Excerpts from point annotation data:
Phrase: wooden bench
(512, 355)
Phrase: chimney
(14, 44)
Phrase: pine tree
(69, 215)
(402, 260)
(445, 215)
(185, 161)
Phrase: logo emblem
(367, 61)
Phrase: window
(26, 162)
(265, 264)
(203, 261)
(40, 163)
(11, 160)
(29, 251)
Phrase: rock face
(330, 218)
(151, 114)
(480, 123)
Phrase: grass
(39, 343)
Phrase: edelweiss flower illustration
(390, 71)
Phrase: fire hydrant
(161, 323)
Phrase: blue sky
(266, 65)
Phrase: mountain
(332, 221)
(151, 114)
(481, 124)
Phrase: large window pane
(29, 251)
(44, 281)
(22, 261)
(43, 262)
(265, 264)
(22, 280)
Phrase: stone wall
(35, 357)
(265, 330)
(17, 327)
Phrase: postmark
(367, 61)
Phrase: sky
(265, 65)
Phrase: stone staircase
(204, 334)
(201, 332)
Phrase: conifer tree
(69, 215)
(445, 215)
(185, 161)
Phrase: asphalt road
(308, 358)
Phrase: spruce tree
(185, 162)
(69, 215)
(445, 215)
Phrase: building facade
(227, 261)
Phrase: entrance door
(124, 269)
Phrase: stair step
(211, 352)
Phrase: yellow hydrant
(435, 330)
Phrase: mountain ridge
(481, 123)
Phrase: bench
---
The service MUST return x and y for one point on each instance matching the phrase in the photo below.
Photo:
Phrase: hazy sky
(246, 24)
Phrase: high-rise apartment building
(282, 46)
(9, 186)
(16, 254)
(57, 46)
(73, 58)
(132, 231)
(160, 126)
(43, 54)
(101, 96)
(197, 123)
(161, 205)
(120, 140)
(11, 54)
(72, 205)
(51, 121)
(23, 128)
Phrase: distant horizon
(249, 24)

WRITTEN PROBLEM
Can you put the lines above, from the line with "Phrase: chimney" through the line with "Phrase: bench" (both included), into a JSON list of strings with one string per line and blank lines omitted?

RESPONSE BELOW
[
  "Phrase: chimney",
  "(14, 44)",
  "Phrase: pine tree",
  "(69, 215)",
  "(402, 260)",
  "(445, 215)",
  "(185, 161)",
  "Phrase: logo emblem",
  "(367, 61)",
  "Phrase: window",
  "(26, 162)",
  "(265, 264)",
  "(203, 261)",
  "(40, 163)",
  "(11, 160)",
  "(29, 251)",
  "Phrase: rock face",
  "(330, 218)",
  "(151, 114)",
  "(480, 123)",
  "Phrase: grass",
  "(39, 343)",
  "Phrase: edelweiss flower illustration",
  "(390, 71)",
  "Phrase: fire hydrant",
  "(161, 323)",
  "Phrase: blue sky",
  "(266, 65)",
  "Phrase: mountain",
  "(332, 221)",
  "(151, 114)",
  "(481, 124)",
  "Phrase: large window pane",
  "(29, 251)",
  "(44, 281)",
  "(22, 261)",
  "(43, 262)",
  "(265, 264)",
  "(22, 280)",
  "Phrase: stone wall",
  "(35, 357)",
  "(265, 330)",
  "(17, 327)",
  "Phrase: postmark",
  "(367, 61)",
  "Phrase: sky",
  "(265, 65)",
  "Phrase: stone staircase",
  "(204, 334)",
  "(201, 332)",
  "Phrase: conifer tree",
  "(69, 215)",
  "(445, 215)",
  "(185, 161)",
  "Phrase: asphalt road",
  "(308, 358)",
  "Phrase: spruce tree",
  "(185, 162)",
  "(69, 215)",
  "(445, 215)",
  "Phrase: building facade",
  "(227, 261)",
  "Phrase: entrance door",
  "(124, 269)",
  "Phrase: stair step",
  "(211, 352)",
  "Phrase: yellow hydrant",
  "(435, 330)",
  "Phrase: mountain ridge",
  "(481, 123)",
  "Phrase: bench"
]